Data extract:
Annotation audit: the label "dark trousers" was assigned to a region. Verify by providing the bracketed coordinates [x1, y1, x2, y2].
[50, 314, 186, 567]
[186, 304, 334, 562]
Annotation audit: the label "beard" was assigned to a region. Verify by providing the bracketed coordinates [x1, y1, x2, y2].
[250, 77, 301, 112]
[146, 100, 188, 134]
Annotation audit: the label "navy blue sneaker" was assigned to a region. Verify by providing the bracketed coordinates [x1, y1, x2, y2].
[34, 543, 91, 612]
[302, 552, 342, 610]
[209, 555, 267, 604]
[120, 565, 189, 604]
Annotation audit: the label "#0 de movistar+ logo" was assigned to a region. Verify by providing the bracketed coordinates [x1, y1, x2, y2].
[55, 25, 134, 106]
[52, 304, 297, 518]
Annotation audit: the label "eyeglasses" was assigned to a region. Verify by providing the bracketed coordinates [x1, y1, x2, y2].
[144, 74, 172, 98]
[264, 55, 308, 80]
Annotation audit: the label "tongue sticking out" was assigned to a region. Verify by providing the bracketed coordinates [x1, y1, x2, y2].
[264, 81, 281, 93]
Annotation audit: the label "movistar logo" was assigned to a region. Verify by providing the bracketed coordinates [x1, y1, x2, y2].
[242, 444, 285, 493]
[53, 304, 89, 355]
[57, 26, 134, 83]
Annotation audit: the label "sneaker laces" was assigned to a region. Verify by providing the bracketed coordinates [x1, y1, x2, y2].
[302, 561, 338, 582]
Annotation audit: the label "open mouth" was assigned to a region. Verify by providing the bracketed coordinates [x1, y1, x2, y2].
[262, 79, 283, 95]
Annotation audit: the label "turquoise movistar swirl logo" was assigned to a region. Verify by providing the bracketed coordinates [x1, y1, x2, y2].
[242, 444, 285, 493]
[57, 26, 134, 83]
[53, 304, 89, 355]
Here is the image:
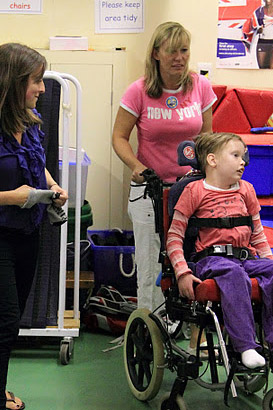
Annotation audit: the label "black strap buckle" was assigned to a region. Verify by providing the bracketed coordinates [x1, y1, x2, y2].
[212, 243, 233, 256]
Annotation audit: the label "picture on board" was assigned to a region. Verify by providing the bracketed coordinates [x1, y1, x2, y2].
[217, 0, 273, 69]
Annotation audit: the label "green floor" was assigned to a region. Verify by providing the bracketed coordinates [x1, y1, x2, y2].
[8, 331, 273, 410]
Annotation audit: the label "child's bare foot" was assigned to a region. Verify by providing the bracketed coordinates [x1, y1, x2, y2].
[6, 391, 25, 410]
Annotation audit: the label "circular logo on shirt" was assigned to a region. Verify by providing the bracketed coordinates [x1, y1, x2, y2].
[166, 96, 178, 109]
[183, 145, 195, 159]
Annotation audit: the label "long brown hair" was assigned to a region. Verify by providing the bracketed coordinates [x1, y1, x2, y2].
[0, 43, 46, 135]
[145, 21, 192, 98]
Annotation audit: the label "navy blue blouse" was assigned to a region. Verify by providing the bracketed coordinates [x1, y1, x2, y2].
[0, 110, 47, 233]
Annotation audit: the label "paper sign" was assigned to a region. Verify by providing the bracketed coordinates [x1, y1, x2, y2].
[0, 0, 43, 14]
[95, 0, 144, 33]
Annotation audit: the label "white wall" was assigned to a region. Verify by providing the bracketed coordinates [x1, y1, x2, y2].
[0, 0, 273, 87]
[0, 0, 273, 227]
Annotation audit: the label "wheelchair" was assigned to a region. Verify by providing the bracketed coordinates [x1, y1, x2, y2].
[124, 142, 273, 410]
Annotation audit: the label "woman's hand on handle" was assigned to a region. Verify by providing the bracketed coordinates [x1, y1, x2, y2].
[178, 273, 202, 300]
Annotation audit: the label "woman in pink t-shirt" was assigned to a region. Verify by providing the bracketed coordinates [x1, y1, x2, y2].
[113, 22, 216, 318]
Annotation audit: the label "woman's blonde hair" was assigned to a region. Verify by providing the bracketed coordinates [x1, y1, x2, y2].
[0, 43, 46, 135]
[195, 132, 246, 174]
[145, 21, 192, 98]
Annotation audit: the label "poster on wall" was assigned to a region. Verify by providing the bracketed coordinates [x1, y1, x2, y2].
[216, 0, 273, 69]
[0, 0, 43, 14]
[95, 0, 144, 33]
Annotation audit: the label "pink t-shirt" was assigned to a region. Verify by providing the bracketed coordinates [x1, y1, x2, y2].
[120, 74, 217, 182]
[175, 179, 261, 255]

Task statement: Rewrite all of the entries above with every "Annotation audit" replaced by "Label check" and everything else unchanged. Leave the pictures out.

Answer:
Label check: the label "dark trousers" was assigned to a region. Verify by providing the bracketed coordinates [x1, y1, x2, y2].
[50, 314, 186, 567]
[186, 304, 334, 562]
Label check: the label "beard" was assigned to a region. Verify by providing the bracketed coordinates [x1, y1, x2, y2].
[250, 77, 301, 112]
[146, 100, 188, 134]
Label check: the label "navy blue sneaker" was assigned to a region. Verify by providing the bracketed coordinates [x1, y1, x2, y2].
[34, 543, 91, 612]
[302, 552, 342, 610]
[209, 555, 267, 604]
[120, 565, 189, 604]
Label check: the label "#0 de movistar+ logo" was assigned to a region. Verify by providing the bracketed coordinates [x1, y1, x2, y2].
[55, 25, 134, 106]
[52, 304, 297, 518]
Label check: the label "eyeglasses" was assigned to a region. Verify by providing the bracketed coordinates [x1, y1, x2, y2].
[144, 74, 172, 98]
[264, 55, 308, 80]
Label check: the label "tongue sticking out" was assigned to a region. Verify by providing the bracketed coordinates [x1, y1, x2, y2].
[264, 81, 281, 93]
Label check: the label "movistar logo" was assigned to a region. Verify by providing the bracketed coordinates [x1, y1, x2, y2].
[242, 444, 285, 493]
[53, 304, 89, 355]
[57, 26, 134, 83]
Label check: the label "sneaker laces" was assigned to a region. Verify by providing the bracketed coordinates [x1, y1, x2, y2].
[302, 561, 338, 582]
Label check: the label "open mouth" was assigned to a region. Verify by providing the bracketed coordinates [x1, y1, x2, y2].
[262, 79, 283, 95]
Label check: the label "turquoise movistar swirl logo" was assigned to a region. Verify by providing the bracketed coordinates [x1, y1, x2, y2].
[242, 444, 285, 493]
[57, 26, 134, 83]
[53, 304, 89, 355]
Here is the image:
Label check: the label "black strap buckle" was assigned to a region. Verify by providing the bracketed coordinates [x1, y1, x2, y2].
[212, 243, 233, 256]
Label check: the label "picture on board" was assigned to a region. Verify by providing the bracketed coordinates [x1, y1, x2, y2].
[217, 0, 273, 69]
Label check: the label "green floor" was assigned to a region. Verify by providing the bracketed coordinates [x1, y1, x2, y2].
[8, 331, 273, 410]
Label check: the label "child's bare foot" was assigned to a region. Verify by providing the bracketed coordinates [x1, y1, x2, y2].
[6, 391, 25, 410]
Label check: the label "circular logo on shirt" was assigned to a region. Verify by providing the bracketed coordinates [x1, y1, x2, y2].
[166, 96, 178, 109]
[183, 145, 195, 159]
Label check: the label "long brown hair" was assigned to a region. Verify by providing the bracketed coordinates [x1, y1, x2, y2].
[0, 43, 46, 135]
[145, 21, 192, 98]
Label check: the label "navy blue blouse" was assigned to a region. Verify by providing the bracketed coordinates [x1, y1, x2, y2].
[0, 110, 47, 233]
Label check: the label "paper sign" was assigned to a region. Verify by providing the bracketed coordinates [x1, y1, x2, y2].
[0, 0, 43, 14]
[95, 0, 144, 33]
Label check: the label "white wall" was assigned to a region. Verify by providing the bracketed coordinates [x1, y1, x2, y2].
[0, 0, 273, 87]
[0, 0, 273, 227]
Label check: the label "wheelchair" was assigned to a region. Verify by providing the bracketed coordinates [x1, y1, x2, y2].
[124, 142, 273, 410]
Label check: the label "woman's hand on handle" was assigned to a region. Verify by providing the bracketed coordinates [x1, y1, x2, y2].
[178, 273, 202, 300]
Label check: the label "woman in pink t-shirt" was assigned to a region. Verify by providing the bracketed coordinates [x1, y1, x2, y2].
[113, 22, 216, 318]
Label check: the label "woman's blonde hair" was assigned to a region. Verify by providing the bracketed coordinates [x1, y1, x2, y2].
[0, 43, 46, 135]
[195, 132, 246, 174]
[145, 21, 192, 98]
Label check: the label "poster on wall" was assigned to a region. Verify by providing the bracketed coordinates [x1, y1, x2, y2].
[216, 0, 273, 69]
[0, 0, 43, 14]
[95, 0, 144, 33]
Label check: the label "pink t-shirt" was assigned to a region. Verify by providing the bracketed coordinates [x1, y1, x2, y2].
[120, 74, 217, 182]
[175, 179, 261, 255]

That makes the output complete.